TO-DO LIST.
1. Answer these about the Canadian dollar report:
(a) At what price did the October contract for West Texas Intermediate crude settle on Friday?
(b) How much did the Consumer Price Index rise in the 12 months to August?
(c) Which index was down 12.6 per cent year over year in August?
2. Carry on the Canadian dollar report from its last sentence.

The Canadian dollar closed at 75.66 cents (U.S.), down 0.25 cents from Thursday.

West Texas Intermediate (WTI) crude's October contract lost another $2.22 (U.S.) on Friday, settling at $44.68.

Earlier in the day, Statistics Canada reported the Consumer Price Index (CPI) rose 1.3 per cent in the 12 months to August, matching the increase in July. Statscan says lower energy prices continue to moderate the year-over-year rise in the CPI, led by the gasoline index, which was down 12.6 per cent year over year in August.

Despite Friday's lower closing, the loonie has been one of the big winners of this week's U.S. Federal Reserve decision to leave rates unchanged. U.S. Fed chair Janet Yellen lowered forecasts for the U.S. but isn't ruling out a rate hike by the end of 2015.

RECORDED DATA.
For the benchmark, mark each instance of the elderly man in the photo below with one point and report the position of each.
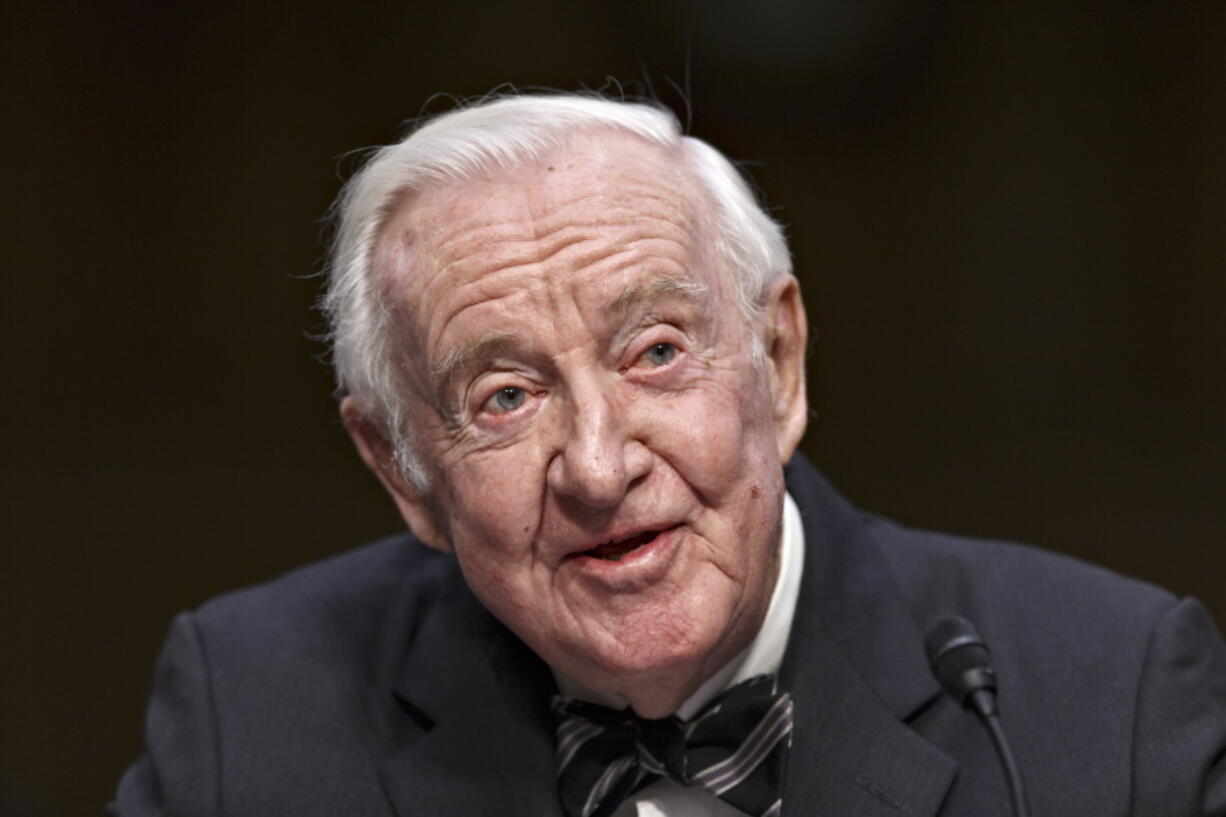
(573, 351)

* * *

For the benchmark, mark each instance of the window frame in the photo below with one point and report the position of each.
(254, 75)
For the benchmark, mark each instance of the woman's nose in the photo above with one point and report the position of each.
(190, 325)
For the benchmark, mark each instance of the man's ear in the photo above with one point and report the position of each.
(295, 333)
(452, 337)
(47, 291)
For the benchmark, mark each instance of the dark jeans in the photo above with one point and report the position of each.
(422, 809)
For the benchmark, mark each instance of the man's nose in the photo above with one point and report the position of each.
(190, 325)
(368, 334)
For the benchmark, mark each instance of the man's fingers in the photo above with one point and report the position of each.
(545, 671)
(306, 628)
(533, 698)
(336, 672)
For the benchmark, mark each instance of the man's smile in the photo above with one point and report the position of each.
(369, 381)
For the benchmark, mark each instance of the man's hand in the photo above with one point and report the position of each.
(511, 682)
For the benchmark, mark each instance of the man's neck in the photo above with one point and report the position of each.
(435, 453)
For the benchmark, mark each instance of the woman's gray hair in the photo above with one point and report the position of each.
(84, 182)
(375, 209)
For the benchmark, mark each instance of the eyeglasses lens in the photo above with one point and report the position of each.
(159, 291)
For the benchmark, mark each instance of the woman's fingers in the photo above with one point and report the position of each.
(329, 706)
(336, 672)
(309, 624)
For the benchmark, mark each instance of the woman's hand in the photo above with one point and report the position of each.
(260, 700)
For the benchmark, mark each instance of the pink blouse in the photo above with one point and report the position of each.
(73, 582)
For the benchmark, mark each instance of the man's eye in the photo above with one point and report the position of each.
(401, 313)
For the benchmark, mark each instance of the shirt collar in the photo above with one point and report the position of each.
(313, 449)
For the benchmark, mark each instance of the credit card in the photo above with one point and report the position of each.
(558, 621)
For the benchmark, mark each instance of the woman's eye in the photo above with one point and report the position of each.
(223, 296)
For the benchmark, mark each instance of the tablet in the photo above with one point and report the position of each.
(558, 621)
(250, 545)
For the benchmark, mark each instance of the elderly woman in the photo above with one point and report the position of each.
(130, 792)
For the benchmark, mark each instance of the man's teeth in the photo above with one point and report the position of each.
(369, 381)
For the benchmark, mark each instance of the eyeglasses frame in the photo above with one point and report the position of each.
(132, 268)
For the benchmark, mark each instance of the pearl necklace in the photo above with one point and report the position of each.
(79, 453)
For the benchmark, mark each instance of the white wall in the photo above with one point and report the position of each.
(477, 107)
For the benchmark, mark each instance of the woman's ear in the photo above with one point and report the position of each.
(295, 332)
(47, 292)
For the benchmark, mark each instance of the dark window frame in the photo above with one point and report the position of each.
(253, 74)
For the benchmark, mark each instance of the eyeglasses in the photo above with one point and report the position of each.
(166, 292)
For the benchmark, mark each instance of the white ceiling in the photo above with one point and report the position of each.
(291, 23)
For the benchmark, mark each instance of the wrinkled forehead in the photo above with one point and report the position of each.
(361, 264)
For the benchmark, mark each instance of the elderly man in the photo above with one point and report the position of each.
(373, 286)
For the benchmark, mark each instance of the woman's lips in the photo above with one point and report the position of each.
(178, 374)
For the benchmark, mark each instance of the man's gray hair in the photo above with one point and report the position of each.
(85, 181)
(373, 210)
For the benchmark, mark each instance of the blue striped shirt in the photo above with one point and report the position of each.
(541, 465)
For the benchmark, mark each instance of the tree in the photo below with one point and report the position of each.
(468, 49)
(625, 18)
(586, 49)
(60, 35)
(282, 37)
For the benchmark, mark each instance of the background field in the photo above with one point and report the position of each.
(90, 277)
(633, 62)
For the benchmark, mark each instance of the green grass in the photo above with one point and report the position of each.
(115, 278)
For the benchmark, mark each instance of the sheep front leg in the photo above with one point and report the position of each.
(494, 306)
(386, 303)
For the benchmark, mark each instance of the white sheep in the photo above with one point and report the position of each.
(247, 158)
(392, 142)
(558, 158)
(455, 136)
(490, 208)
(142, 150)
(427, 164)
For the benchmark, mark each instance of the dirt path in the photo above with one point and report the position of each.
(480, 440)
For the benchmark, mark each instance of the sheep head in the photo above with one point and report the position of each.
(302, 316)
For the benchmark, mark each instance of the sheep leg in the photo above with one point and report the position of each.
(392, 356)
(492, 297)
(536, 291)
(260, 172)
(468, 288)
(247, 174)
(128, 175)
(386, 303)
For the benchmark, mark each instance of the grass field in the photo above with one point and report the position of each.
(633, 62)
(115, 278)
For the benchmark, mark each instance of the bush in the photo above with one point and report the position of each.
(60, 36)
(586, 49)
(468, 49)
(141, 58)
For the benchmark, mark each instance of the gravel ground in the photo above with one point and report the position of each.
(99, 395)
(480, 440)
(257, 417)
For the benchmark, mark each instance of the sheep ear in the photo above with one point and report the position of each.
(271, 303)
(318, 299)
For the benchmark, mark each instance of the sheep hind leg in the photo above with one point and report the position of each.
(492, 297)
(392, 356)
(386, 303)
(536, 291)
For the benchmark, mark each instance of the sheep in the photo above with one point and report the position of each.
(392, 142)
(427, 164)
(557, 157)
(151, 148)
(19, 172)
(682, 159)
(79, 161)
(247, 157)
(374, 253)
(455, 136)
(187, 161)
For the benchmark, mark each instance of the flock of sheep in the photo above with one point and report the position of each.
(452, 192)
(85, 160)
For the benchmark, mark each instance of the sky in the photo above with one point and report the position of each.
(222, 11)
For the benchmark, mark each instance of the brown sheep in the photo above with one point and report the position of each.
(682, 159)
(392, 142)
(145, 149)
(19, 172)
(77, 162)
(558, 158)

---

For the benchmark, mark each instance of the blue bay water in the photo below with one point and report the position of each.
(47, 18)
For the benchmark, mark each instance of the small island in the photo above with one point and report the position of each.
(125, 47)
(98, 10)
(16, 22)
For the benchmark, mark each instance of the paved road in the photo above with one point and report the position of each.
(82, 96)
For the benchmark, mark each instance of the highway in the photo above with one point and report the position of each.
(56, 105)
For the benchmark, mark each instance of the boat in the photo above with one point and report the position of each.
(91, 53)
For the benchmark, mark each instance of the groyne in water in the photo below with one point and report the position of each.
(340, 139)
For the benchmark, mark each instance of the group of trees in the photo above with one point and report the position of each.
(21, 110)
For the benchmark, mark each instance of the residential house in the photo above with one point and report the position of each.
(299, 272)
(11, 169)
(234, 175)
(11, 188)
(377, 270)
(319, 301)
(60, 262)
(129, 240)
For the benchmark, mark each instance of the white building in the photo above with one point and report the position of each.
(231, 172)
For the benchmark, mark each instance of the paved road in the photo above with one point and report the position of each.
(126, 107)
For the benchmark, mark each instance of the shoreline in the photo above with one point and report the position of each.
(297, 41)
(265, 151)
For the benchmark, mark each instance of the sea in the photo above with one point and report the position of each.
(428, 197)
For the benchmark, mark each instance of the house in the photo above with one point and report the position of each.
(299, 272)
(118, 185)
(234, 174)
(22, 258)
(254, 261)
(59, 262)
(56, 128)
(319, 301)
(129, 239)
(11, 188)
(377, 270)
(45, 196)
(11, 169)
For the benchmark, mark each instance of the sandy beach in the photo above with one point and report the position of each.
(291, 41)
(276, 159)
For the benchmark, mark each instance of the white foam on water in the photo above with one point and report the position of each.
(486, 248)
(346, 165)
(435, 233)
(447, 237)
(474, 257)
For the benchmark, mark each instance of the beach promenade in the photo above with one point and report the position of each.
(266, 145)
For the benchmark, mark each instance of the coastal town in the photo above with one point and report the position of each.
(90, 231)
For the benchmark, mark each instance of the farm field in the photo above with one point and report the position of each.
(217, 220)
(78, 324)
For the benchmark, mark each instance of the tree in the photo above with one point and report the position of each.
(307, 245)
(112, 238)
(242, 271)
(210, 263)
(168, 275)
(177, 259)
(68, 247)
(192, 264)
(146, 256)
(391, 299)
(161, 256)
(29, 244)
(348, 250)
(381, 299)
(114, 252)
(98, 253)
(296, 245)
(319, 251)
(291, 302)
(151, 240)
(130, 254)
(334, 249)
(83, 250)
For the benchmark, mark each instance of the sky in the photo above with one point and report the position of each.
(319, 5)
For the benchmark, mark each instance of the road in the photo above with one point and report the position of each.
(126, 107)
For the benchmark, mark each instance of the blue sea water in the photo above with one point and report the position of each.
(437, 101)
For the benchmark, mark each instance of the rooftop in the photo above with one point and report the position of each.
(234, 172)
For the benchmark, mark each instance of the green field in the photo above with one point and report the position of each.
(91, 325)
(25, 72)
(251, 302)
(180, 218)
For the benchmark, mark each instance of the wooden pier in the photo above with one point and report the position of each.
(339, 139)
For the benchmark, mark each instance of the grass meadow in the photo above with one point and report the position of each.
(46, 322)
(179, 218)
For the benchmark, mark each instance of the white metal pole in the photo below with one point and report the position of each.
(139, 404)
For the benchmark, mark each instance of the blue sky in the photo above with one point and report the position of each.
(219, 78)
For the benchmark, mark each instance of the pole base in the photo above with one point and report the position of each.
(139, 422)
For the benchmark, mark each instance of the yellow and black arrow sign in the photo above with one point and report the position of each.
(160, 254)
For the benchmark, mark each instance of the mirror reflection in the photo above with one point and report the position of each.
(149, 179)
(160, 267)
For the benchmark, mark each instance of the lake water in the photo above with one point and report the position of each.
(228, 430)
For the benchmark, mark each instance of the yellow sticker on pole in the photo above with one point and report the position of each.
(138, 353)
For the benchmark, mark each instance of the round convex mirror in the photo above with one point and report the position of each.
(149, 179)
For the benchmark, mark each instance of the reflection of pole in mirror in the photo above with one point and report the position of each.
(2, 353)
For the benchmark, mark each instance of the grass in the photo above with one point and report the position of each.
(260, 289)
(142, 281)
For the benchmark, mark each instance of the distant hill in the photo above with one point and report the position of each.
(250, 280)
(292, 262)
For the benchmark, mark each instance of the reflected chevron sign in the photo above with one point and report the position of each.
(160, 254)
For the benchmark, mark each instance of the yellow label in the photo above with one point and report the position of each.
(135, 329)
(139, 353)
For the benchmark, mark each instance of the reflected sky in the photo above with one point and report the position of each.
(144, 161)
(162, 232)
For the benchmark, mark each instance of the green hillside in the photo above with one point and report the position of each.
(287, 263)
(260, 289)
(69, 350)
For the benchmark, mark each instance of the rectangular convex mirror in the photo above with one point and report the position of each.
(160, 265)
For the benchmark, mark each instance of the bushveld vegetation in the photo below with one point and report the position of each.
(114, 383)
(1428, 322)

RESULTS OF THE EXERCISE.
1.
(a) $44.68 (U.S.)
(b) 1.3 per cent
(c) The gasoline index

2.
There are a number of economic announcements next week that could impact the Canadian dollar.  On Monday we get a reading on month-over-month wholesale sales for July. Wednesday we hear about the health of retail in Canada, including automobile sales month-over-month for July.

As well Bank of Canada governor Stephen Poloz is expected to speak on Monday in Calgary, about the commodity cycle and the Canadian economy. It's expected his speech will be hawkish and could give a boost to the Canadian dollar.